--- Supplied records ---
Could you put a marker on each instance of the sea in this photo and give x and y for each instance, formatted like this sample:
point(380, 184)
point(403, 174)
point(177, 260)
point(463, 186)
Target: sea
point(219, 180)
---
Could you reproduce every line of the records above without changing a single character?

Task output:
Could you put a marker on each instance of the sea in this photo and give x and y for each instance, formatted like this sample:
point(380, 184)
point(403, 174)
point(177, 260)
point(463, 186)
Target: sea
point(219, 180)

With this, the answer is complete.